══ Records provided ══

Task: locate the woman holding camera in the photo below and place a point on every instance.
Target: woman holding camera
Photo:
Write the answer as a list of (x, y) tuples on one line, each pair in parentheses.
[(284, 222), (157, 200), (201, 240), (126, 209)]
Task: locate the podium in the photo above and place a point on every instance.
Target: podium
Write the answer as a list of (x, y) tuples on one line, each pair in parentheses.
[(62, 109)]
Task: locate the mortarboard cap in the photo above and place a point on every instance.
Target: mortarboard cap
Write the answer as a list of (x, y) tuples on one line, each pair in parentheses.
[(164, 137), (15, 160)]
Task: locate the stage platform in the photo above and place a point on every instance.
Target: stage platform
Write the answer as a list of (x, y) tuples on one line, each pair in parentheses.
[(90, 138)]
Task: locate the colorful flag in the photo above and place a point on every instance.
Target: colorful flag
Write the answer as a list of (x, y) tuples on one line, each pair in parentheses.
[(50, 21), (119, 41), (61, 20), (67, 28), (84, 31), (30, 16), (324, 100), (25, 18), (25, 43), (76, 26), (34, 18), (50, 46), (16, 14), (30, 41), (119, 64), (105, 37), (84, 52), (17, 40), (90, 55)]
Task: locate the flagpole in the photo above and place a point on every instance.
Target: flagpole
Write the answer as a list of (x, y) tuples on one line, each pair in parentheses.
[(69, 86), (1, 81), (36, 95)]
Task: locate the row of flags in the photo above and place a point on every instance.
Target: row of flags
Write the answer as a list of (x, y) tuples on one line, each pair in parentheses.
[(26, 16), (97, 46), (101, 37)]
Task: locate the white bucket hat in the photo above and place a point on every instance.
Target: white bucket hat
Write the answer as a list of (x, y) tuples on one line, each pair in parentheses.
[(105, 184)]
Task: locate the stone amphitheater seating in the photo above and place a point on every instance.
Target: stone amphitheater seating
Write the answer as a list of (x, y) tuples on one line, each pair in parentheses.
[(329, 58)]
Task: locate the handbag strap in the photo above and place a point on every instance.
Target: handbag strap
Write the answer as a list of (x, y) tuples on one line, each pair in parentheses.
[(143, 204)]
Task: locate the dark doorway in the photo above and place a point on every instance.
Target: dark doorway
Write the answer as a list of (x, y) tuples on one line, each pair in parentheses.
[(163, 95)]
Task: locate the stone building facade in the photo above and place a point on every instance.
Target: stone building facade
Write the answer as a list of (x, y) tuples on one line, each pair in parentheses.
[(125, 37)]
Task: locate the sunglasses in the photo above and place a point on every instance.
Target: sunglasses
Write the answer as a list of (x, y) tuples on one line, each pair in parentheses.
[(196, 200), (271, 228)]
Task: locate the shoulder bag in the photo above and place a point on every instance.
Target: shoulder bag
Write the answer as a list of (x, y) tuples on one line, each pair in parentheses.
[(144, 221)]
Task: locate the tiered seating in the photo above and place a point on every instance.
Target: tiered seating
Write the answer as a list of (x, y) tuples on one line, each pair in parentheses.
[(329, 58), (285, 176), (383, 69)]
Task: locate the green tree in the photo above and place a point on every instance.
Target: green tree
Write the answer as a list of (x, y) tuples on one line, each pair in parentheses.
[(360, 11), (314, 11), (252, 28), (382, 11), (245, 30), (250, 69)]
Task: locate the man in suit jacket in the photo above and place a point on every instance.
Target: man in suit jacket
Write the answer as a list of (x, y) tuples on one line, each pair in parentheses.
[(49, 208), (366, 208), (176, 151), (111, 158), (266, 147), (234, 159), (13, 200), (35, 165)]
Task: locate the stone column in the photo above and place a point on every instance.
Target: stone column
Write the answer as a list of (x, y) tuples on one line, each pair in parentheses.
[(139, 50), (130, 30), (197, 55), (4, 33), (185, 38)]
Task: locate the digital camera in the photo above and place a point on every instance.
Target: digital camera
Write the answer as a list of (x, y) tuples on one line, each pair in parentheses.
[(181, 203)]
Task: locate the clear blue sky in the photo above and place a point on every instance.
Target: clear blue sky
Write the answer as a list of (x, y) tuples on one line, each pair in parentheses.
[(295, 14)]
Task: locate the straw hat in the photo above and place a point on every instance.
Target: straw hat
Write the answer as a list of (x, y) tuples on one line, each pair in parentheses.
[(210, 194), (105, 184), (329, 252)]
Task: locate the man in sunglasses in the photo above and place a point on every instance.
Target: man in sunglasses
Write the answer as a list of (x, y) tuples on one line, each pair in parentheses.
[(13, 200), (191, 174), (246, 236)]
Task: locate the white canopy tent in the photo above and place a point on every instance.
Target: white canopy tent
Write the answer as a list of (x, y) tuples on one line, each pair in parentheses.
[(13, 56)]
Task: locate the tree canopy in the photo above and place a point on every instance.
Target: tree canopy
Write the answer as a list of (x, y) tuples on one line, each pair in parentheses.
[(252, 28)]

═══

> Your objective:
Render all of the material above as a two-column CSV with the header row text,answer. Give one row per answer, putting the lines that lead up to that answer in the text column and the answer in the answer column, with every field in double quotes and its line breaks replaced by spaces.

> Solution for this task:
text,answer
"Task: locate the woman holding camera in the photo below and place a point on every instance. Target: woman holding camera Photo: Write the answer as a list of (x, y) tuples on one line, each pair in parentheses.","[(284, 222), (157, 200), (201, 240), (126, 209)]"
"Task: locate the podium in the photo above and place a point on every instance. Target: podium Write the answer as a list of (x, y) tuples on one line, each pair in parentheses.","[(62, 109)]"
"Task: locate the mortarboard cap in the photo above and place a point on every instance. Target: mortarboard cap Write the answer as a list of (x, y) tuples on one line, each pair in parentheses.","[(164, 137), (15, 160)]"
"Task: locate the stage platform in the photo above and place a point on every instance. Target: stage platform Write the answer as a list of (x, y) tuples on one line, each pair in parentheses.","[(90, 138)]"
"Task: locate the colorful flag in the photo above and place a point on every instance. Target: colorful flag Write the answer as a list of (x, y) tuples on one line, each pair in parentheses.","[(50, 21), (119, 41), (61, 20), (67, 28), (84, 31), (30, 16), (324, 100), (25, 18), (25, 43), (76, 26), (34, 18), (50, 46), (16, 14), (30, 41), (119, 64), (105, 37), (84, 52), (17, 40), (90, 55)]"
"Task: locate the flagpole in the photo above and place a point on every instance. Target: flagpole Write the answer as a list of (x, y) tuples on one line, each pair in parentheses.","[(69, 86), (1, 81), (36, 95)]"
"Task: locate the row of flags in the photo above and place a point on every instance. Target: row of flags Write the answer as a list of (x, y) tuples on one line, each pair in parentheses.","[(26, 16), (97, 46), (101, 37)]"
"Task: locate the white bucket hat in the photo above and place a point on every instance. Target: white bucket hat Write the answer as a list of (x, y) tuples on one line, each pair in parentheses.","[(105, 184)]"
"Task: locate the stone amphitheater seating in the photo above and place a point on every instance. Target: stone amphitheater seating Write the answer as a list of (x, y) tuples on one line, each pair in parentheses.","[(329, 58)]"
"Task: locate the handbag strap in the photo above and place a point on every instance. Target: handbag strap Write the answer as a list of (x, y) tuples on one line, each pair in parentheses.","[(143, 204)]"
"Task: locate the dark doorway in the photo above and place a point on every instance. Target: dark doorway Write the answer as a list of (x, y) tuples on one line, each pair in parentheses.","[(163, 95)]"
"Task: locate the stone building facade in the photo above and place a point on every instance. Target: stone building facade Write the answer as a list of (x, y) tuples on one line, each pair in parentheses.","[(125, 37)]"
"Task: locate the sunglasses in the photo above and place a point on every instance. Target: sunglasses Write the answer as a list of (x, y) tuples on one line, each pair in parentheses.","[(196, 200), (271, 228)]"
"Task: locate the shoulder bag in the photo above and place a point on every instance. Target: shoulder bag Write the answer as a list of (x, y) tuples on one line, each pair in parentheses.","[(144, 221)]"
"Task: locate the tiered seating in the photo above and place a point on every instance. Target: tiered seating Write the answer as a list of (x, y) tuples on one line, each pair in parentheses.","[(329, 58), (285, 176), (383, 69)]"
"Task: locate the green tree in the photo above and place a point on every instance. Target: green tree Write the answer as a list of (x, y) tuples on one line, each pair in parentheses.","[(360, 11), (314, 11), (252, 28), (382, 11), (245, 30), (250, 69)]"
"Task: locate the man in suit jacket in the photo above and place a point on every instance. Target: man in suit jacket Write the answer as a list of (x, y) tuples on one line, each pair in parentheses.","[(49, 208), (366, 208), (176, 151), (111, 158), (266, 147), (234, 159), (13, 200), (35, 165)]"
"Task: locate the stone column in the photo above and place a point on every instance. Target: stone column Write the answer as a list of (x, y) tuples on one line, each pair in parentheses.","[(139, 50), (130, 30), (197, 55), (4, 33), (185, 38)]"
"Task: locate the digital camera in the photo above and place a point on every instance. Target: digital camera Write the answer as a list of (x, y) tuples on one line, each pair in parentheses.","[(181, 203)]"
"Task: locate the clear blue sky in the photo above and place a point on every instance. Target: clear blue sky Write the answer as a list of (x, y) tuples on one line, each pair in parentheses.","[(295, 14)]"
"Task: locate the straw hat in the photo above and place a point on every instance. Target: straw hat Write the answer as a list of (x, y) tuples on one line, each pair in parentheses.","[(210, 194), (105, 184), (329, 252)]"
"Task: locate the man in sunglasses in the photo above and place a point on every instance. Target: man in sunglasses Write the answer as a list of (x, y) tuples on one line, each pair in parentheses.","[(13, 200), (191, 174), (246, 236)]"
"Task: locate the white canopy tent in the photo above and place a point on every instance. Target: white canopy tent Write the answer as a list of (x, y) tuples on one line, each pair in parentheses.","[(13, 56)]"
"Task: locate the tree canopy in the photo above and place a point on every instance. Target: tree canopy Write the answer as a list of (x, y) tuples on one line, each pair in parentheses.","[(252, 28)]"